» **The request**
Using the forum thread below, explain in one to three sentences why the denominator of the second fraction does not factor to (x-1)(x-1), and give its correct factorization.

Question

(3x+3)/(x^2+2x+1)+(x-1)/(x^2-1)
help please..... I think that the denomanators would be (x+1)(x+1) right? and (x-1) (x-1)

Answer 1

\[\dfrac{(3x+3)}{(x^2+2x+1)}+\dfrac{(x-1)}{(x^2-1)}\]
You're right about the denominator of the first fraction, that does factor to \((x+1)(x+1)\). The second one, though, doesn't factor to \((x-1)(x-1)\), though, because that would be \((x^2-2x+1)\). It does factor to \((x+1)(x-1)\), from the difference of squares formula. That means you're left with:
\[\dfrac{(3x+3)}{(x+1)(x+1)}+\dfrac{(x-1)}{(x+1)(x-1)}\]
Can you solve it from there?

Answer 2

would the (x-1) on top cancell out with the (x-1) on the bottom?

Answer 3

It would. The next step after that is to make both denominators the same so that you can add the fractions together.

Answer 4

so then would it be 3x+3/x+1

Answer 5

HINTS:
\[
\frac{(3x+3)}{(x+1)(x-1)}=\frac{3(x+1)}{(x+1)(x+1)}
\]

Answer 6

How did you get there?

Answer 7

@thomas5267 where did you get the 3 on the top part of the other equation?

Answer 8

I factored it out. See this.
http://www.purplemath.com/modules/simpfact.htm

Answer 9

oh okay thanks

» **Data supplied**
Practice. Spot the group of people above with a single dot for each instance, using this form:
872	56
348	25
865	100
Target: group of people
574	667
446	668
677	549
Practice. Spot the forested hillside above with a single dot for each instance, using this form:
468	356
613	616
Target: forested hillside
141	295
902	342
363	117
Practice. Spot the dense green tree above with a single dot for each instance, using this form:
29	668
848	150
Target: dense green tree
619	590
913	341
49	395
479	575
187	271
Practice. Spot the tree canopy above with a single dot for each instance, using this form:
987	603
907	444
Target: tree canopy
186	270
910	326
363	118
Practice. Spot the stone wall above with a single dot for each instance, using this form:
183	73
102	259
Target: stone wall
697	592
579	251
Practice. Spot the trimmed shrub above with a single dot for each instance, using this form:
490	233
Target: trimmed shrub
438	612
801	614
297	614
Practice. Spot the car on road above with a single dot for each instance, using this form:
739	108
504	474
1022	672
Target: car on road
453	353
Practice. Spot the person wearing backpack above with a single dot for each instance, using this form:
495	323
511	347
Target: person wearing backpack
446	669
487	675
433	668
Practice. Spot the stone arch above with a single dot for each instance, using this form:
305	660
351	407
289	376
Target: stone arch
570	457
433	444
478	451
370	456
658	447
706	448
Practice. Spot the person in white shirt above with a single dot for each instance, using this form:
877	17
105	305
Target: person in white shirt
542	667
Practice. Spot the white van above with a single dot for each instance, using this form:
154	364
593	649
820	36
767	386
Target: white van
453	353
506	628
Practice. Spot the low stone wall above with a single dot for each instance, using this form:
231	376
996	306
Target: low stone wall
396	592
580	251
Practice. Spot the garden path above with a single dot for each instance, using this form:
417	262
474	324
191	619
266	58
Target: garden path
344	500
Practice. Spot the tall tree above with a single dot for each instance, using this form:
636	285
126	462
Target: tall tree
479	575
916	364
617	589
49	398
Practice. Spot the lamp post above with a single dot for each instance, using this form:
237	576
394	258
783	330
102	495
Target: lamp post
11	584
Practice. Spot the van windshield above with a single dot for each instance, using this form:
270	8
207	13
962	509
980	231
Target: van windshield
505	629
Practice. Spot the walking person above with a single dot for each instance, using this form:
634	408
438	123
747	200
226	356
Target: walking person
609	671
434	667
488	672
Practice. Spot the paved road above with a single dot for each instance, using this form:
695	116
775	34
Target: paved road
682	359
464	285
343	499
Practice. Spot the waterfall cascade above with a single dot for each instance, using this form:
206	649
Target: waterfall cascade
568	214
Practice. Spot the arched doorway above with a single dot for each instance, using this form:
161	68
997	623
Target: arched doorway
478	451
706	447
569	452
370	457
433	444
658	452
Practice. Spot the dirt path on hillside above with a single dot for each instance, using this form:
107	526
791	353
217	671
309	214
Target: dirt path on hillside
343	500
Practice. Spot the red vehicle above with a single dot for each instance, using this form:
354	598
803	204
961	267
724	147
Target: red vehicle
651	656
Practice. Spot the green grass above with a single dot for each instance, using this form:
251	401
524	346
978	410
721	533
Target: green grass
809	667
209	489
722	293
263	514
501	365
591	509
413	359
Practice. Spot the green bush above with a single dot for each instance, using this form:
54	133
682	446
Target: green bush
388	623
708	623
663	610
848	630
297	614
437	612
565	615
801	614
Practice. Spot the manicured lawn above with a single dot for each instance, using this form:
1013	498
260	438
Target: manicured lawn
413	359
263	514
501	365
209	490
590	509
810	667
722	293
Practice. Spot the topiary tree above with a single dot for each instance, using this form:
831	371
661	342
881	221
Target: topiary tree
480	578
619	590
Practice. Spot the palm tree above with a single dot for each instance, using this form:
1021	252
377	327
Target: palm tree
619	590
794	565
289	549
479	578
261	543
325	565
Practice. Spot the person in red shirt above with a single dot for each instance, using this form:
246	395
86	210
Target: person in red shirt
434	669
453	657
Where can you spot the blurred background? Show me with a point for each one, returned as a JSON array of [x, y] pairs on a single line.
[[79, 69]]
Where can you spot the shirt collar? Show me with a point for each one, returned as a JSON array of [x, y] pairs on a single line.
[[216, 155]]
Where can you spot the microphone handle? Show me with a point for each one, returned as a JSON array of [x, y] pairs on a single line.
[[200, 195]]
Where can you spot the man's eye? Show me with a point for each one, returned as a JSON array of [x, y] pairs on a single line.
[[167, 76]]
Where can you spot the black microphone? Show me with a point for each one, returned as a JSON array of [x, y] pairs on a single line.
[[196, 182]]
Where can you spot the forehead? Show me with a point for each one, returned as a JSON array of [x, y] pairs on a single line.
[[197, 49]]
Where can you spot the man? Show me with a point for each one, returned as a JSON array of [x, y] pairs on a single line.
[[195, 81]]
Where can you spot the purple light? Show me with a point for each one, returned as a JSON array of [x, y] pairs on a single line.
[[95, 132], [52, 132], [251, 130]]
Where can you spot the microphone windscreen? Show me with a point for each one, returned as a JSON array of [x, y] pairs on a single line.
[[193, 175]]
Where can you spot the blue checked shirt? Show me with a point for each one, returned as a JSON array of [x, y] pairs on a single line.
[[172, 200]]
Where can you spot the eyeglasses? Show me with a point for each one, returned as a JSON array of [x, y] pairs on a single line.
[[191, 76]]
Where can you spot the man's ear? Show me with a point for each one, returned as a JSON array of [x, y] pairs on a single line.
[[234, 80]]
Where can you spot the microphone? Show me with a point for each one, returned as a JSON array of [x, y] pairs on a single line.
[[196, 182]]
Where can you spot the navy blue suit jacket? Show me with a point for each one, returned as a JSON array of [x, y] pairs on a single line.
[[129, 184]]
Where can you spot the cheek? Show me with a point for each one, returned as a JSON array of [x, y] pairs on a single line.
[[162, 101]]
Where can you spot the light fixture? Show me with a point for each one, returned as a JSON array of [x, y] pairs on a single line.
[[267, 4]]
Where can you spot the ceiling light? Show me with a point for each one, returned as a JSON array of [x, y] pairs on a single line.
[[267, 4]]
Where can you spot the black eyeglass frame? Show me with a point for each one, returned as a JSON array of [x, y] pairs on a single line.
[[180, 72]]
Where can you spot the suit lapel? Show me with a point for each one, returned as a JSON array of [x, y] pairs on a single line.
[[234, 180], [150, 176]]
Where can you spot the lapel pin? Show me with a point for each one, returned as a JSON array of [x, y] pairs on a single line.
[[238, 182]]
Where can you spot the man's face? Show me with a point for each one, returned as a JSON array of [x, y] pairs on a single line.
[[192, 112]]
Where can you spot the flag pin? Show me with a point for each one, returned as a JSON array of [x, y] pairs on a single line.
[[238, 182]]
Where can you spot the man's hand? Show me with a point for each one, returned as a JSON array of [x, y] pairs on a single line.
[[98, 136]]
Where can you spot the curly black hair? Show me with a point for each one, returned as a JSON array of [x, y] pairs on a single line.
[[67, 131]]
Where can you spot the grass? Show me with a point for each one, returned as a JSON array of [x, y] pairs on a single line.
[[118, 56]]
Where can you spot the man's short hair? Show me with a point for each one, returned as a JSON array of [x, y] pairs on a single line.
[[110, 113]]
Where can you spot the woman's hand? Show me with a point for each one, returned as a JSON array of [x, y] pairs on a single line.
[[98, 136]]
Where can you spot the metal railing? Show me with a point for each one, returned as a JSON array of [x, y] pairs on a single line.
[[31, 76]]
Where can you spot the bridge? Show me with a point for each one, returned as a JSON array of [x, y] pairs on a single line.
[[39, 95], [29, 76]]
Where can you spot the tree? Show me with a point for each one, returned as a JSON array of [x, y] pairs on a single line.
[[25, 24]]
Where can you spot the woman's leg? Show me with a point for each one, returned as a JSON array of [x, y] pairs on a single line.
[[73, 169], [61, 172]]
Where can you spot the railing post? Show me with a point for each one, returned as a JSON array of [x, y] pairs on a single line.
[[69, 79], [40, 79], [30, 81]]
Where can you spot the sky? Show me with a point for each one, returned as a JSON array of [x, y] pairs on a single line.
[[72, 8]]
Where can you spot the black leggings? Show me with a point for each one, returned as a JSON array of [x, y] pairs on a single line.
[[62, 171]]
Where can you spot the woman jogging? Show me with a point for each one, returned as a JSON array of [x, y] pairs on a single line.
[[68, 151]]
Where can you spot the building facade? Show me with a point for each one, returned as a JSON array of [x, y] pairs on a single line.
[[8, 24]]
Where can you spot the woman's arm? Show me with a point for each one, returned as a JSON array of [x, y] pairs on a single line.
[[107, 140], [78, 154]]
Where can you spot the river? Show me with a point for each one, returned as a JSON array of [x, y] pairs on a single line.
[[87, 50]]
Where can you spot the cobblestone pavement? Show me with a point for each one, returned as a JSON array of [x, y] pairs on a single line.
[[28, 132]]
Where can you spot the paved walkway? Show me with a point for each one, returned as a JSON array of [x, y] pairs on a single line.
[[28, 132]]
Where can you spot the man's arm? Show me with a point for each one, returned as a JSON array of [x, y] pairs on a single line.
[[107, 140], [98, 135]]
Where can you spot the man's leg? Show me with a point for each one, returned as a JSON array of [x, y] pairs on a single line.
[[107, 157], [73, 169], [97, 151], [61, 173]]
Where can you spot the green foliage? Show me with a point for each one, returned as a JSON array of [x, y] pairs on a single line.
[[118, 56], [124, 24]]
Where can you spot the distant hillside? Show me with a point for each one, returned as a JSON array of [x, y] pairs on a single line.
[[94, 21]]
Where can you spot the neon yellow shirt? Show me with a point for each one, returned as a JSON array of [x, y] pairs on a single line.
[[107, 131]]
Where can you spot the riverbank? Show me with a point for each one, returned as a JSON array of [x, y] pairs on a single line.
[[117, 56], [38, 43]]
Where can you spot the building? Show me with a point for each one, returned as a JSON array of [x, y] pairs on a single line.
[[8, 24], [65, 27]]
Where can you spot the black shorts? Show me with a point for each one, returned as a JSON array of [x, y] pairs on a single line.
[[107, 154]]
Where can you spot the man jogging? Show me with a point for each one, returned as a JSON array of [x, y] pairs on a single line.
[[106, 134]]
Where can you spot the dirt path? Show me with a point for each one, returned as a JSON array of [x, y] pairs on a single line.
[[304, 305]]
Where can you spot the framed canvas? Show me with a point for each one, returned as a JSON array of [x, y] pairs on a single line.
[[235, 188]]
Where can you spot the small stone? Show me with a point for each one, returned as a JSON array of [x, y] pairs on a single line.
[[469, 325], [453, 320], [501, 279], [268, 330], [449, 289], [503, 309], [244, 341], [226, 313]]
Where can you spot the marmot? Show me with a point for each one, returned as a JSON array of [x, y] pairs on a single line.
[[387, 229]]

» **Reply to the exercise**
The product (x-1)(x-1) equals x^2-2x+1, not x^2-1. By the difference of squares formula, x^2-1 factors to (x+1)(x-1).